## Goal of the exercise:
Lay out every line of the entries below as a JSON list of strings, one string per line, omitting blank lines. Leave the pictures out of the list.

## Entries:
━━━━
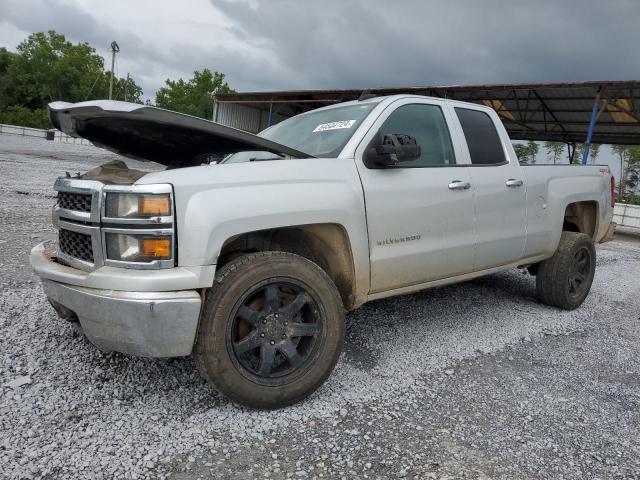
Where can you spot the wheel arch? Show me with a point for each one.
(581, 217)
(326, 244)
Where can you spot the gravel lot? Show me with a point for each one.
(476, 380)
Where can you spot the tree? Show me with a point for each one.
(594, 151)
(195, 96)
(526, 152)
(629, 156)
(46, 67)
(555, 150)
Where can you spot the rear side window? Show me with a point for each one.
(484, 143)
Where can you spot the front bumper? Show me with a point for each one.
(144, 323)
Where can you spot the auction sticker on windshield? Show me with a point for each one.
(323, 127)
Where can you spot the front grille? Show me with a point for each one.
(75, 201)
(76, 245)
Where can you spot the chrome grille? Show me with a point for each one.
(75, 201)
(76, 245)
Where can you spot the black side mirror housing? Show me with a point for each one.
(395, 148)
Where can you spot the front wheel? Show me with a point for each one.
(271, 329)
(565, 279)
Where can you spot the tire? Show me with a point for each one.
(271, 329)
(565, 279)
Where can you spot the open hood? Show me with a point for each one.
(150, 133)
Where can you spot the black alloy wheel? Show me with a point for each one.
(276, 330)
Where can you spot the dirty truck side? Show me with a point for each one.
(248, 249)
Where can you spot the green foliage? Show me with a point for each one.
(195, 96)
(554, 150)
(629, 180)
(526, 152)
(594, 151)
(46, 67)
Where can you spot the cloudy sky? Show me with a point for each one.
(296, 44)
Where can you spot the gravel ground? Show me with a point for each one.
(476, 380)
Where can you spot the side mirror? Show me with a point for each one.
(395, 148)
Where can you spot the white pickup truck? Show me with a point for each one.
(250, 261)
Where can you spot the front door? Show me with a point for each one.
(499, 190)
(420, 214)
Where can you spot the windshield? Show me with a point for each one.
(320, 133)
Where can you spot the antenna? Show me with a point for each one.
(114, 49)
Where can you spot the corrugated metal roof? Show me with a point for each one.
(543, 111)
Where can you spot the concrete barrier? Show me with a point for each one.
(627, 215)
(41, 133)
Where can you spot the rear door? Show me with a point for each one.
(498, 187)
(420, 216)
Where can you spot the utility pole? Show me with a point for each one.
(126, 84)
(114, 49)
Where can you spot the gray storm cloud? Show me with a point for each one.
(287, 44)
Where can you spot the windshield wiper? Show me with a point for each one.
(258, 159)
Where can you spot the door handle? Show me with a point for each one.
(459, 185)
(512, 182)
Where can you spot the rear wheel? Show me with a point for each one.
(271, 329)
(565, 279)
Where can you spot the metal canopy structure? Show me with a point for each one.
(586, 112)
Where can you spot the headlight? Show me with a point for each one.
(123, 247)
(137, 205)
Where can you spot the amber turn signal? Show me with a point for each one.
(155, 247)
(150, 205)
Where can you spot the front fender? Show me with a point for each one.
(217, 202)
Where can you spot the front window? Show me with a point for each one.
(320, 133)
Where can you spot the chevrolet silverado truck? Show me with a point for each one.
(247, 250)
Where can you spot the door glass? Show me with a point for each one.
(427, 125)
(482, 138)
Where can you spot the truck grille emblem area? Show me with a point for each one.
(76, 244)
(75, 201)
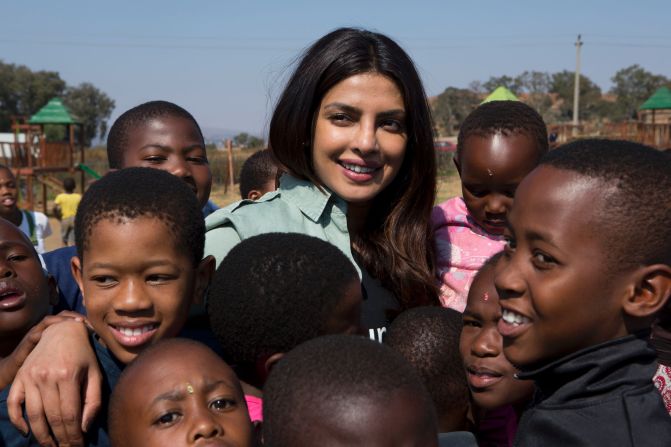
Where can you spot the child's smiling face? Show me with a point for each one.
(172, 144)
(557, 293)
(25, 291)
(183, 396)
(490, 375)
(491, 168)
(137, 283)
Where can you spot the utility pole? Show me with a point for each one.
(576, 86)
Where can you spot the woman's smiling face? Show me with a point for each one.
(360, 137)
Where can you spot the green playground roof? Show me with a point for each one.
(661, 99)
(54, 112)
(500, 94)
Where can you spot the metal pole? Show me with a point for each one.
(576, 86)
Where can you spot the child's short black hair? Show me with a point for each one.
(136, 192)
(428, 337)
(256, 171)
(273, 292)
(69, 184)
(507, 118)
(635, 182)
(325, 376)
(139, 115)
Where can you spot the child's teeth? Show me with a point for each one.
(130, 332)
(358, 169)
(514, 318)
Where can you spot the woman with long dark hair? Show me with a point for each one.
(353, 131)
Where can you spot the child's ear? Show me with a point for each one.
(651, 291)
(54, 297)
(204, 273)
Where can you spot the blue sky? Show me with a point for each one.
(225, 61)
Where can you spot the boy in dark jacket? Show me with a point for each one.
(586, 267)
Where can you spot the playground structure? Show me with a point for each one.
(36, 161)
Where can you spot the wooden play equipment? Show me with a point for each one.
(37, 161)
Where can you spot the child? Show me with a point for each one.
(178, 393)
(428, 337)
(498, 397)
(661, 340)
(274, 291)
(140, 238)
(339, 390)
(156, 134)
(65, 208)
(34, 224)
(258, 175)
(586, 267)
(499, 143)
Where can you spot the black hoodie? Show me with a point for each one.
(600, 396)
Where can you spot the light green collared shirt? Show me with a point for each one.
(298, 206)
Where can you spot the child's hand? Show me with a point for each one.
(11, 364)
(51, 382)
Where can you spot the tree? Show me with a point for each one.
(452, 106)
(91, 107)
(591, 103)
(241, 139)
(633, 85)
(24, 92)
(536, 86)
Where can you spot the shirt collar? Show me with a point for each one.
(310, 199)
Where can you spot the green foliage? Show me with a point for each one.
(633, 85)
(591, 103)
(451, 107)
(91, 107)
(23, 92)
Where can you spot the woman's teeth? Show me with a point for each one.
(358, 169)
(511, 317)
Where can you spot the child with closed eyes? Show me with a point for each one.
(499, 143)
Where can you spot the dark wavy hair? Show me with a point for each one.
(395, 245)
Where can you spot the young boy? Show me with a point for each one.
(156, 134)
(499, 143)
(340, 390)
(258, 175)
(140, 238)
(178, 393)
(498, 397)
(273, 292)
(34, 224)
(428, 337)
(586, 267)
(65, 208)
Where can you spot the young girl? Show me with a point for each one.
(499, 143)
(498, 398)
(352, 129)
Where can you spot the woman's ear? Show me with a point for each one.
(204, 273)
(650, 293)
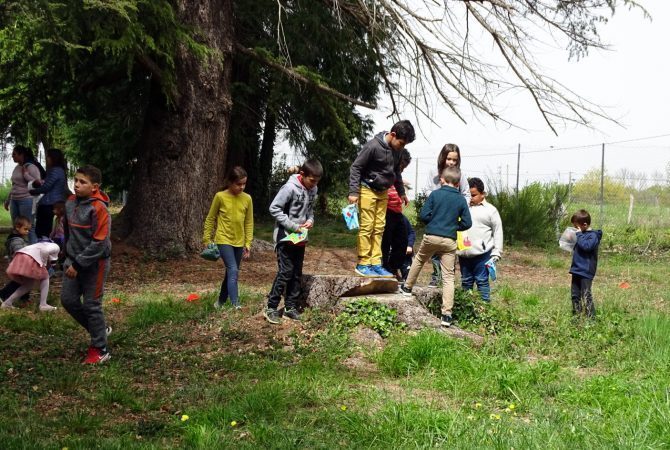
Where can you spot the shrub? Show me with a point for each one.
(371, 314)
(533, 215)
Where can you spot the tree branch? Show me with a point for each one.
(289, 72)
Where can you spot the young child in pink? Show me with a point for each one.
(29, 268)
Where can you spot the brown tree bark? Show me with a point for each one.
(183, 146)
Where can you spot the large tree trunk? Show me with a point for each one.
(183, 146)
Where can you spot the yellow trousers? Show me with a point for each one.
(371, 221)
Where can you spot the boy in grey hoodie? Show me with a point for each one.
(486, 237)
(293, 211)
(375, 170)
(88, 250)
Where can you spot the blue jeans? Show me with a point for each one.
(232, 258)
(473, 270)
(24, 207)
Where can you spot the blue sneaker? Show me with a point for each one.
(381, 272)
(365, 271)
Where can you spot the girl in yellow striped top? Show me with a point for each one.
(231, 220)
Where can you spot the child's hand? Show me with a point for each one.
(71, 272)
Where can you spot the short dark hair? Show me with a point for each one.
(25, 151)
(404, 130)
(477, 183)
(451, 175)
(21, 220)
(312, 168)
(57, 158)
(235, 174)
(581, 216)
(405, 157)
(92, 173)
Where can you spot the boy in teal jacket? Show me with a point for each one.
(445, 213)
━━━━
## Solution for this exercise:
[
  "Where can you spot the wheel arch? Show me with a point for each one.",
  "(581, 217)",
  "(326, 244)",
  "Where can you spot the gravel lot? Show me with a point for each one.",
  "(476, 380)",
  "Where can you spot the tree? Show me with a point for each one.",
  "(594, 151)",
  "(195, 96)",
  "(526, 152)",
  "(629, 156)",
  "(46, 67)",
  "(555, 150)",
  "Where can you spot the rear side window? Show me with a point for each one.",
  "(484, 143)",
  "Where can you spot the front bumper? Show me with a point for each one.",
  "(144, 323)",
  "Where can you spot the auction sticker on windshield? Show me with a point for each one.",
  "(323, 127)",
  "Where can you spot the front grille? Show me with a point for each one.",
  "(75, 201)",
  "(76, 245)",
  "Where can you spot the chrome grille? Show me with a point for each one.",
  "(75, 201)",
  "(76, 245)",
  "Where can you spot the black side mirror housing? Show me with a point for each one.",
  "(395, 148)",
  "Where can you spot the front wheel? Show me with a point for each one.",
  "(271, 329)",
  "(565, 279)",
  "Where can you spot the tire? Show me with a point for each one.",
  "(271, 329)",
  "(565, 279)",
  "Where can you spot the open hood? Show me with a point for each one.",
  "(150, 133)",
  "Where can you spot the black alloy wheel? Show me with a point for each one.",
  "(276, 330)",
  "Where can you spot the dirty truck side? Show me with a point for each one.",
  "(248, 249)",
  "Where can you spot the green foliage? Show me with a point for each one.",
  "(195, 96)",
  "(554, 150)",
  "(629, 180)",
  "(526, 152)",
  "(594, 151)",
  "(46, 67)",
  "Where can you spot the cloudy sky? Show me with a point for each one.",
  "(296, 44)",
  "Where can you spot the gravel ground? Show me with a point for each one.",
  "(476, 380)",
  "Where can you spot the side mirror? Show me with a point for each one.",
  "(395, 148)",
  "Where can you spot the white pickup truck? Show me with a point for each one.",
  "(250, 261)",
  "Where can you spot the front door? Show me with a point for each one.",
  "(499, 190)",
  "(420, 214)",
  "Where can you spot the windshield? Show me with a point for each one.",
  "(320, 133)",
  "Where can you spot the antenna? Show me with a point for each one.",
  "(114, 49)",
  "Where can you spot the corrugated metal roof? Show me with a point for each one.",
  "(543, 111)",
  "Where can you spot the concrete barrier? Show me with a point for each one.",
  "(627, 215)",
  "(41, 133)",
  "Where can you spot the rear door? Show me with a point for each one.",
  "(498, 187)",
  "(420, 216)",
  "Where can you spot the utility pole? Show me with a point for each one.",
  "(126, 84)",
  "(114, 49)",
  "Where can you spot the gray storm cloud? Show me with a point for each one.",
  "(287, 44)",
  "Where can you spot the windshield wiper? Show me with a point for each one.",
  "(258, 159)",
  "Where can you spot the door handle? Show me with a point for each one.",
  "(459, 185)",
  "(512, 182)",
  "Where can you spot the rear wheel? Show me with a point for each one.",
  "(271, 329)",
  "(565, 279)",
  "Where can you spot the metal canopy structure? Show me with a point for each one.",
  "(586, 112)",
  "Where can you spot the headlight? Show me with a point for each one.",
  "(123, 247)",
  "(137, 205)",
  "Where can you spot the amber turn signal? Show me with a point for each one.",
  "(155, 247)",
  "(150, 205)",
  "Where can you spot the front fender? Show me with a point for each one.",
  "(217, 202)",
  "Where can you spot the front window? Show me with a point for each one.",
  "(320, 133)",
  "Where can you spot the chevrolet silverado truck? Show me with a point for each one.",
  "(247, 250)",
  "Where can you spot the door glass? Show me with a point for each one.",
  "(427, 125)",
  "(482, 138)",
  "Where can you spot the truck grille emblem area? Show me with a point for each one.",
  "(76, 244)",
  "(75, 201)",
  "Where can you spot the child's smiling face? Show me with a point for each one.",
  "(172, 144)",
  "(557, 293)",
  "(25, 291)",
  "(183, 396)",
  "(490, 375)",
  "(491, 168)",
  "(137, 283)",
  "Where can you spot the utility pole? Show me with a point for each one.",
  "(576, 86)",
  "Where can you spot the woman's smiling face? Show me with a point for each one.",
  "(360, 137)",
  "Where can you spot the green playground roof? Show me with a point for each one.",
  "(661, 99)",
  "(54, 112)",
  "(500, 94)",
  "Where can you spot the metal pole? Show me with a point for each one.",
  "(576, 86)",
  "Where can you spot the child's short black hair? Show me with a point for each one.",
  "(136, 192)",
  "(428, 337)",
  "(256, 171)",
  "(273, 292)",
  "(69, 184)",
  "(507, 118)",
  "(635, 182)",
  "(325, 376)",
  "(139, 115)",
  "Where can you spot the child's teeth? Show me with a point for each one.",
  "(130, 332)",
  "(358, 169)",
  "(514, 318)",
  "Where can you spot the woman with long dark hair? Show me with a point for each one.",
  "(353, 131)",
  "Where can you spot the child's ear? Show me with a point for each one.",
  "(651, 291)",
  "(54, 297)",
  "(204, 273)",
  "Where can you spot the blue sky? Show me with a point for each one.",
  "(225, 61)",
  "Where can you spot the boy in dark jacket? Show me with a point for each one.",
  "(586, 267)",
  "Where can you spot the playground structure? Show me with a point for each one.",
  "(36, 161)",
  "Where can you spot the wooden play equipment? Show me with a point for each one.",
  "(37, 161)",
  "Where can you spot the child? Show me with a point for each one.",
  "(178, 393)",
  "(428, 337)",
  "(498, 397)",
  "(661, 340)",
  "(274, 291)",
  "(140, 238)",
  "(339, 390)",
  "(156, 134)",
  "(65, 208)",
  "(34, 224)",
  "(258, 175)",
  "(586, 267)",
  "(499, 143)",
  "Where can you spot the black hoodie? Show me with a point for each one.",
  "(600, 396)",
  "Where can you spot the light green collared shirt? Show me with a point for each one.",
  "(298, 206)",
  "Where can you spot the child's hand? Show me with a point for each one.",
  "(11, 364)",
  "(51, 382)",
  "Where can you spot the tree? Show me with a point for each one.",
  "(452, 106)",
  "(91, 107)",
  "(591, 103)",
  "(241, 139)",
  "(633, 85)",
  "(24, 92)",
  "(536, 86)",
  "Where can you spot the shirt collar? Show me with a point for each one.",
  "(310, 199)",
  "Where can you spot the green foliage? Show me with a point for each one.",
  "(633, 85)",
  "(591, 103)",
  "(451, 107)",
  "(91, 107)",
  "(23, 92)",
  "Where can you spot the woman's teeth? Show me with a point for each one.",
  "(358, 169)",
  "(511, 317)",
  "Where can you spot the child with closed eyes? Show me with a point for each one.",
  "(499, 143)",
  "Where can you spot the dark wavy hair? Show me with a point for each one.",
  "(395, 245)",
  "Where can you spot the young boy? Show me with a point for each one.",
  "(156, 134)",
  "(499, 143)",
  "(340, 390)",
  "(258, 175)",
  "(140, 238)",
  "(178, 393)",
  "(498, 397)",
  "(273, 292)",
  "(34, 224)",
  "(428, 337)",
  "(586, 267)",
  "(65, 208)",
  "Where can you spot the young girl? Show me with a point for each one.",
  "(499, 143)",
  "(498, 398)",
  "(352, 129)",
  "Where can you spot the woman's ear? Show me with a point for each one.",
  "(204, 273)",
  "(650, 293)",
  "Where can you spot the shrub? Show me with a point for each one.",
  "(371, 314)",
  "(533, 215)",
  "Where can you spot the tree branch? Show me with a point for each one.",
  "(289, 72)",
  "Where can you spot the young child in pink? Show me with a point for each one.",
  "(29, 268)",
  "Where can you spot the brown tree bark? Show me with a point for each one.",
  "(183, 146)",
  "Where can you spot the large tree trunk? Show me with a point for each one.",
  "(183, 146)",
  "Where can you spot the yellow trousers? Show me with a point for each one.",
  "(371, 221)",
  "Where can you spot the boy in grey hoodie? Show me with a point for each one.",
  "(486, 237)",
  "(293, 211)",
  "(375, 170)",
  "(88, 250)",
  "Where can you spot the blue jeans? Show me with a point for each one.",
  "(232, 258)",
  "(473, 270)",
  "(24, 207)",
  "Where can you spot the blue sneaker? Show me with a point for each one.",
  "(381, 272)",
  "(365, 271)",
  "Where can you spot the girl in yellow striped top? Show me with a point for each one.",
  "(231, 220)",
  "Where can you spot the child's hand? Show me with a point for each one.",
  "(71, 272)",
  "Where can you spot the short dark hair? Show me with a point for each one.",
  "(25, 151)",
  "(404, 130)",
  "(477, 183)",
  "(451, 175)",
  "(21, 220)",
  "(312, 168)",
  "(57, 158)",
  "(235, 174)",
  "(581, 216)",
  "(405, 157)",
  "(92, 173)",
  "Where can you spot the boy in teal jacket? Show me with a point for each one.",
  "(445, 213)"
]